== WHAT IS NEEDED ==
Return only this: the line with "Outline every instance of the ripe" and all the lines that follow it below, through the final one, exactly as they are.

════════════════

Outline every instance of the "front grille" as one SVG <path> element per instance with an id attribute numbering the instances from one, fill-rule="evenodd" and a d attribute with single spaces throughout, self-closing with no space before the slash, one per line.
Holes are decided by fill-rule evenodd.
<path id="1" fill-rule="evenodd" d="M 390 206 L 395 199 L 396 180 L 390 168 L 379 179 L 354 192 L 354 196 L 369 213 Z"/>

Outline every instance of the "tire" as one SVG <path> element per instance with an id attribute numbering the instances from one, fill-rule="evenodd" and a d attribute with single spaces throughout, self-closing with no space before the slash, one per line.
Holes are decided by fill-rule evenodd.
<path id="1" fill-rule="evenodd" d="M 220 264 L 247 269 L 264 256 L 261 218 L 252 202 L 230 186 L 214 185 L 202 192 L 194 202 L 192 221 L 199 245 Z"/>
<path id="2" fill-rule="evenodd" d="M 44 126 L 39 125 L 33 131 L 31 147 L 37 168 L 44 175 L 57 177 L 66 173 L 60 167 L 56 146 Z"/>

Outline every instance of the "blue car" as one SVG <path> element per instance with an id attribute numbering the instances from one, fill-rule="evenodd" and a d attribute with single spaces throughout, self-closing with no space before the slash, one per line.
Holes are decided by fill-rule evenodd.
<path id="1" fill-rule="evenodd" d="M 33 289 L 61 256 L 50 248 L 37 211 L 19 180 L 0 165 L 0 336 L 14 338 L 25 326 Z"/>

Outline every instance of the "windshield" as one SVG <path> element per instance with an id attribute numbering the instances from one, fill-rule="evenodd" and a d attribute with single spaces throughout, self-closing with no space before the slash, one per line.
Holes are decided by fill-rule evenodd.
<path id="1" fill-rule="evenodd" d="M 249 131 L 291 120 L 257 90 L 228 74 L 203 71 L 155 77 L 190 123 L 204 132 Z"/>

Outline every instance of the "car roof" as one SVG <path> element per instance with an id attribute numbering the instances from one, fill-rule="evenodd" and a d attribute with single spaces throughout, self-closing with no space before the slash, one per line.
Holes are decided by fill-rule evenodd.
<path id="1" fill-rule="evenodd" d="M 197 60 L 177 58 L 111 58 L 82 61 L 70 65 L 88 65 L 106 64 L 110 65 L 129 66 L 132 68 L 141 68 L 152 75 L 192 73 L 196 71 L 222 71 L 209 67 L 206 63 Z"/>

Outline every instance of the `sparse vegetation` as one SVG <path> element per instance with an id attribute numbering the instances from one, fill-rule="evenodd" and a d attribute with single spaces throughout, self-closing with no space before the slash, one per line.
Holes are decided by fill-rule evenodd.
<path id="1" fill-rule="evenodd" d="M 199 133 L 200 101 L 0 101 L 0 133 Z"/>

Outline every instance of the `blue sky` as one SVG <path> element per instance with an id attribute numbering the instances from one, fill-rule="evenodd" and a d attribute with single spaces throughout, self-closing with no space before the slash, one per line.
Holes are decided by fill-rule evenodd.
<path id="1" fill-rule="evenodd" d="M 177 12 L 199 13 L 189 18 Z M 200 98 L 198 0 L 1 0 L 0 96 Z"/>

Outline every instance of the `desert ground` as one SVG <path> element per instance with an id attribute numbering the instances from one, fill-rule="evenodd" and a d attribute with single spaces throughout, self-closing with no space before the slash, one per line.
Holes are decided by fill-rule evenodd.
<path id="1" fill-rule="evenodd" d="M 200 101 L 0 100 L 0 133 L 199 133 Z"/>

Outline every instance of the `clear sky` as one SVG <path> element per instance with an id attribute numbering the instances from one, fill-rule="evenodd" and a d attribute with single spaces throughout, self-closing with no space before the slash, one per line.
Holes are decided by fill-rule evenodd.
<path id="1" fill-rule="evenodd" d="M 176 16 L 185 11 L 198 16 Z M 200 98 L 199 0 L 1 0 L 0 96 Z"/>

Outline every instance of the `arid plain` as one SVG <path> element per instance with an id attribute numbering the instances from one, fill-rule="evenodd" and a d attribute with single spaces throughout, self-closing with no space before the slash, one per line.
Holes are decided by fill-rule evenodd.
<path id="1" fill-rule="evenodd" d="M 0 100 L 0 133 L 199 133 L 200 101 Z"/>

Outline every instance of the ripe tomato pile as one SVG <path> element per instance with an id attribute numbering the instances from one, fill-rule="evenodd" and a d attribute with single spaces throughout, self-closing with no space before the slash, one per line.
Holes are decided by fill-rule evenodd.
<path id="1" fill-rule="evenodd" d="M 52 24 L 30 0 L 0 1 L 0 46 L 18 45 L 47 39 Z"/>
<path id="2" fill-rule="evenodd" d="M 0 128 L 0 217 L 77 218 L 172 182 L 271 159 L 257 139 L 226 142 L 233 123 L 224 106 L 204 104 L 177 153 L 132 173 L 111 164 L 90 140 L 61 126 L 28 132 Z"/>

════════════════

== SOLUTION FOR THIS EXERCISE ==
Outline every instance of the ripe tomato pile as one SVG <path> element per instance with an id attribute numbering the instances from one, fill-rule="evenodd" and a d attribute with single spaces throughout, self-closing with no space before the slash, one per line.
Holes are decided by fill-rule evenodd.
<path id="1" fill-rule="evenodd" d="M 52 24 L 30 0 L 0 1 L 0 46 L 18 45 L 47 39 Z"/>
<path id="2" fill-rule="evenodd" d="M 0 128 L 0 217 L 77 218 L 172 182 L 271 159 L 257 139 L 226 142 L 233 123 L 224 106 L 204 104 L 177 153 L 132 173 L 111 164 L 90 140 L 61 126 L 28 132 Z"/>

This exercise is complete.